-- ТЕКСТ ДЛЯ ЧТЕНИЯ --
···

Суть различий между людьми индустриального и постиндустриального общества в различиях требований к ним со стороны самого общества. Структура психики человека, ее функции не меняются – меняется их содержание. Причем содержание меняется настолько радикально, что человек становится не просто неузнаваемым, а с ним подчас становится невозможным диалог, совместная деятельность, быт. Он так видит и слышит, он так понимает, он так действует, что кажется, что он делает невозможное – возможным, недопустимое – допустимым, невероятное – реальным. Можно себе это представить, если посадить к экрану телевизора наших бабушек рядом с внуками и показать им «секс в большом городе», 15 сцен убийств и насилий каждый день, новости клочками по пять секунд на сообщение, феноменально пошлую и глупую рекламу каждые десять минут и пр. и др.
Люди индустриального века не были простаками и неумехами. При этом полет на самолете представлялся подвигом нашим дедушкам и прадедушкам, ходившим в шторм под парусами, лихим наездникам, охотникам-медвежатникам. Одного из нас в 1954 году потряс первый телевизор не меньше, чем ботинки Миклухо-Маклая потрясли папуаса. Это не есть эффект «потрясенных простых людей». Даже великий физик Резерфорд, столкнувшись с началом квантовой теории Бора, сказал: «Вероятно, процессы в моем мозгу происходят весьма медленно, но я вынужден признаться, что не все и не совсем понимаю…» Сама глобализация – явление, которое поражает воображение индустриального поколения и которого не видят люди постиндустриального поколения. Для них нет проблемы.

···

(Записи с указанием на названные объекты)
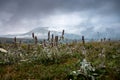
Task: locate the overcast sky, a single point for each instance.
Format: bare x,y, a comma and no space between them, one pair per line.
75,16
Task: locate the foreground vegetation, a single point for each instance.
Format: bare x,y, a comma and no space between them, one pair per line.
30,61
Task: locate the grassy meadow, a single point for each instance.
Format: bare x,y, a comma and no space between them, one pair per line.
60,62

···

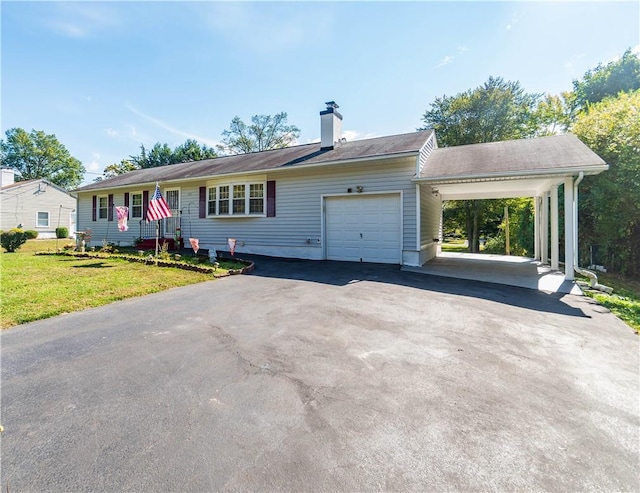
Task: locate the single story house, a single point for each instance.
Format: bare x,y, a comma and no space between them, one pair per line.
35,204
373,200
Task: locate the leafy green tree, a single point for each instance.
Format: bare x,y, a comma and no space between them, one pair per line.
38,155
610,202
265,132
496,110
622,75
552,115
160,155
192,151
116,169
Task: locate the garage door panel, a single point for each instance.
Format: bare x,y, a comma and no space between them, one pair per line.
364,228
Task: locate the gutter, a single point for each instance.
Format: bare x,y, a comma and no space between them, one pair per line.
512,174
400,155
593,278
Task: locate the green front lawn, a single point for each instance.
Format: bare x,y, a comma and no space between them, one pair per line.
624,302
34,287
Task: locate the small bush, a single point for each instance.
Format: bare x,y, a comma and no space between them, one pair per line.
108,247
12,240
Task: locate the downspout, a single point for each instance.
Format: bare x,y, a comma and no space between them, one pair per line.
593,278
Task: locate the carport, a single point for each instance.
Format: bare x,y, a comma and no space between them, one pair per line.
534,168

···

-- ЦЕЛЬ ЗАДАНИЯ --
Перепишите из текста о людях индустриального и постиндустриального общества всё, начиная со слов «Люди индустриального века» и вплоть до слов «них нет проблемы.», заменив «самолете» на «дирижабле».

-- ОТВЕТ К ЗАДАНИЮ --
Люди индустриального века не были простаками и неумехами. При этом полет на дирижабле представлялся подвигом нашим дедушкам и прадедушкам, ходившим в шторм под парусами, лихим наездникам, охотникам-медвежатникам. Одного из нас в 1954 году потряс первый телевизор не меньше, чем ботинки Миклухо-Маклая потрясли папуаса. Это не есть эффект «потрясенных простых людей». Даже великий физик Резерфорд, столкнувшись с началом квантовой теории Бора, сказал: «Вероятно, процессы в моем мозгу происходят весьма медленно, но я вынужден признаться, что не все и не совсем понимаю…» Сама глобализация – явление, которое поражает воображение индустриального поколения и которого не видят люди постиндустриального поколения. Для них нет проблемы.